— Begin Extracted data —

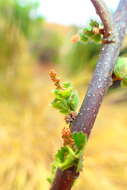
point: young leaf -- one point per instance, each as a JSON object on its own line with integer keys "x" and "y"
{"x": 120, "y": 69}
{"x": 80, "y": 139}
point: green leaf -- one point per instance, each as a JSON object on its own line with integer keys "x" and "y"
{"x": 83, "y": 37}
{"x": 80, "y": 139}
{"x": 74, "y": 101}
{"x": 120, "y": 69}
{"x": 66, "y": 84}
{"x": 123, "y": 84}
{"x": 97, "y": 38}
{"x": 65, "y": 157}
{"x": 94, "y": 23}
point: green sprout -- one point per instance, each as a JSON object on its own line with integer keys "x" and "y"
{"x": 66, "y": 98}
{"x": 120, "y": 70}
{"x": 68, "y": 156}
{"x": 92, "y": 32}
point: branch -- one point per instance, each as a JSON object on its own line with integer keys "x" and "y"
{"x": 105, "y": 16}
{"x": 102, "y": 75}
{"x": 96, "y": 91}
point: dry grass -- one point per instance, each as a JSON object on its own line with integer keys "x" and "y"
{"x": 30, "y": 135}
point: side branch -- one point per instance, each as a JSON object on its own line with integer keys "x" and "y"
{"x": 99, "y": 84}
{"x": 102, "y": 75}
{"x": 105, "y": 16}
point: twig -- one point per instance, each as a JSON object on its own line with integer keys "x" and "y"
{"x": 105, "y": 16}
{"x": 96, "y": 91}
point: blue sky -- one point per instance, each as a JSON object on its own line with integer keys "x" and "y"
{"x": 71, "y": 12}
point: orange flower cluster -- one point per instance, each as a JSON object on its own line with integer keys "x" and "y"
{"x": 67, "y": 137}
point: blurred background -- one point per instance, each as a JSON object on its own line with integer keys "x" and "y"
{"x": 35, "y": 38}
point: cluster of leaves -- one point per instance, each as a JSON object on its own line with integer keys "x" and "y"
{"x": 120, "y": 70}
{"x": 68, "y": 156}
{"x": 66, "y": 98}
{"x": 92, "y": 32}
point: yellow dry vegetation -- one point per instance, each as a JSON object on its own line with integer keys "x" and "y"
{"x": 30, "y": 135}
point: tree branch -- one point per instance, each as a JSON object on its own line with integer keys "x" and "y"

— End Extracted data —

## Request
Please transcribe the material above exactly as written. Leave the pictures out.

## The answer
point: young leaf -- one point per instance, each as a JSON object on its own line with integer keys "x" and "y"
{"x": 120, "y": 69}
{"x": 80, "y": 139}
point: green leaf -- one point per instance, each as a JSON object on its own line with integer keys "x" and "y"
{"x": 83, "y": 37}
{"x": 80, "y": 139}
{"x": 74, "y": 101}
{"x": 120, "y": 69}
{"x": 66, "y": 84}
{"x": 123, "y": 84}
{"x": 97, "y": 38}
{"x": 65, "y": 157}
{"x": 94, "y": 23}
point: green sprout -- one point per instance, each as a JSON object on its own line with integer keys "x" and "y"
{"x": 66, "y": 98}
{"x": 120, "y": 70}
{"x": 68, "y": 156}
{"x": 92, "y": 32}
point: branch -- one point per instance, each as a JSON object on its own line with integer keys "x" and "y"
{"x": 105, "y": 16}
{"x": 102, "y": 75}
{"x": 96, "y": 91}
point: dry grass -- one point per instance, each as a JSON object on its own line with integer keys "x" and "y"
{"x": 30, "y": 135}
point: side branch -- one point per instance, each as a JSON object on its own line with integer keys "x" and "y"
{"x": 99, "y": 84}
{"x": 102, "y": 75}
{"x": 105, "y": 16}
point: twig -- one point per instance, each as a JSON object on its own line with integer keys "x" and "y"
{"x": 105, "y": 16}
{"x": 96, "y": 91}
point: blue sky -- one point per instance, each as a JSON object on its own line with integer keys "x" and "y"
{"x": 71, "y": 12}
point: orange flower cluster -- one point per instance, each as a JSON object on its own line with integer keys "x" and "y"
{"x": 67, "y": 137}
point: blurred background -- one point per instance, each as a JSON object on its own line with integer keys "x" and "y"
{"x": 35, "y": 38}
point: cluster of leaves -- one point per instance, each as a JSON object on its own line with integer keys "x" and "y"
{"x": 120, "y": 70}
{"x": 68, "y": 156}
{"x": 66, "y": 98}
{"x": 92, "y": 32}
point: yellow dry vegetation -- one point per instance, each as a JSON object on its own line with integer keys "x" and "y"
{"x": 30, "y": 135}
point: tree branch -- one point per instance, each as a JSON object on its own line with integer keys "x" and "y"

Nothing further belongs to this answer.